The text below is about self-maps of CP^n. List every cohomology ring it introduces with a letter name, and give each name with its presentation and the degrees of its generators.

-- Article start --

Induced maps on homotopy groups by self maps of $\mathbb{CP}^n$
I guess it should be enough to prove this statement for one particular example (for each $d,n$), since homotopy classes of self-maps of $\mathbb CP^n$ are classified by their degree (aren't they?).
Let us identify $S^{2n+1}$ with $|z_1|^2+\ldots+|z_{n+1}|^2=1$. Consider the map $\phi(n,d):S^{2n+1}\to S^{2n+1}$ which is given by $$(z_1,\ldots,z_{n+1})\to (z_1^d,\ldots,z_{n+1}^d)\cdot (\sum_i |z_i|^{2d})^{-\frac{1}{2}}.$$ It is not hard to see that this map is of degree $d^{n+1}$, for example, by counting the number of premiages of any point with all non-zero coordinates on unit $S^{2n+1}$. On the other hand we have the Hopf map $S^{2n+1}\to \mathbb CP^{n}$ and the map $\phi(n,d)$ clearly descends to a degree $d$ map $\mathbb CP^n\to \mathbb CP^n$. Thus, for this particular case the map $\phi(n,d)$ is a "geometric realisation" of the map $\pi_{2n+1}(\mathbb CP^n)\to \pi_{2n+1}(\mathbb CP^n)$. This basically completes the calculation in our example.
Here is an elementary, if clunky, proof that $|f_*(1)| = d^{n+1}$. I imagine more care with orientations would ensure the sign.
Write $$R:= H^*(\Bbb{CP}^n;\Bbb Z) = \Bbb Z[x]/(x^{n+1}), \;\;\; |x| = 2.$$ The total space of the oriented circle bundle with Euler class $x$ is $S^{2n+1}$; write $$S := H^*(S^{2n+1};\Bbb Z) = \Bbb Z[y]/(y^2), \;\;\; |y| = 2n+1.$$ If $f: \Bbb{CP}^n \to \Bbb{CP}^n$ is labeled by $d$, then $f^*x = dx$ and because $f^*$ is a ring homomorphism, $f^*x^k = d^k x^k$.
The total space of the oriented circle bundle with Euler class $dx$ is the $2n+1$-dimensional lens space $L^{2n+1}(d,1)$. Write $$L_d := H^*(L^{2n+1}(d,1); \Bbb Z) = \Bbb Z[\tau, y]/(d\tau, \tau^n, y^2), \;\;\;\; |\tau| = 2, |y| = 2n+1.$$
There is a map of circle bundles $\tilde f: L^{2n+1}(d,1) \to S^{2n+1}$ lifting the map $f$. (There are many; choosing one amounts to an identification of $L^{2n+1}(d,1)$ with $f^*(S^{2n+1})$.)

-- Article end --
-- Records supplied start --

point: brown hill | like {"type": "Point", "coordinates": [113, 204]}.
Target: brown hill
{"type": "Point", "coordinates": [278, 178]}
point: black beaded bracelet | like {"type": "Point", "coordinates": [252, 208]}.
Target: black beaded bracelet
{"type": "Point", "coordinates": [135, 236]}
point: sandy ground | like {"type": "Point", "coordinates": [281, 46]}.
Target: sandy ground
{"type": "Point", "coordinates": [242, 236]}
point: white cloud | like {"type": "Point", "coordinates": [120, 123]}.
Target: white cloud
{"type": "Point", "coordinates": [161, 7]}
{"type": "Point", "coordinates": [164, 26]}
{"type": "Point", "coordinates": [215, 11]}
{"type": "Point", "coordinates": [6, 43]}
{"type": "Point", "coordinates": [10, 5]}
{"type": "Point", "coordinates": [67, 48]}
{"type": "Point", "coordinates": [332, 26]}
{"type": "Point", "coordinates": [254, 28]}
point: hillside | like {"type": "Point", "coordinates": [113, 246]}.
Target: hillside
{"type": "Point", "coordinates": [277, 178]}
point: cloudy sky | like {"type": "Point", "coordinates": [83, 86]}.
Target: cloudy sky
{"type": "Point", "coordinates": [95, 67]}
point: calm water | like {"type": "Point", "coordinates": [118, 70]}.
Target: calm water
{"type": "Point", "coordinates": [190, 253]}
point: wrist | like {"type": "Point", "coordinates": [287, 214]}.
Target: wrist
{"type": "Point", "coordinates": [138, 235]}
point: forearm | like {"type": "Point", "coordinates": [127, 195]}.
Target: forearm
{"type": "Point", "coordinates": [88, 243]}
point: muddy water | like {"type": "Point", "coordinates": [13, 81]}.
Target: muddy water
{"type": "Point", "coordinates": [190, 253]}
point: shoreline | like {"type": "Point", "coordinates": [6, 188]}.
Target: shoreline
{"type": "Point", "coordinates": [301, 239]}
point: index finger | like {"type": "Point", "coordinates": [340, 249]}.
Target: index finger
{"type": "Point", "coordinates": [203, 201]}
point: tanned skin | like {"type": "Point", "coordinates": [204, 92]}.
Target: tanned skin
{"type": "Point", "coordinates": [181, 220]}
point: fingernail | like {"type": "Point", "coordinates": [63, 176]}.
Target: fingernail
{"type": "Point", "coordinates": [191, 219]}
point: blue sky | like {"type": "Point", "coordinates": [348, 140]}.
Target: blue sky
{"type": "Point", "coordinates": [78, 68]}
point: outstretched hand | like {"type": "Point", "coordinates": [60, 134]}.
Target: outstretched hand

-- Records supplied end --

Answer below
- R = H^*(CP^n; Z) = Z[x]/(x^{n+1}), with |x| = 2
- S = H^*(S^{2n+1}; Z) = Z[y]/(y^2), with |y| = 2n+1
- L_d = H^*(L^{2n+1}(d,1); Z) = Z[τ, y]/(dτ, τ^n, y^2), with |τ| = 2 and |y| = 2n+1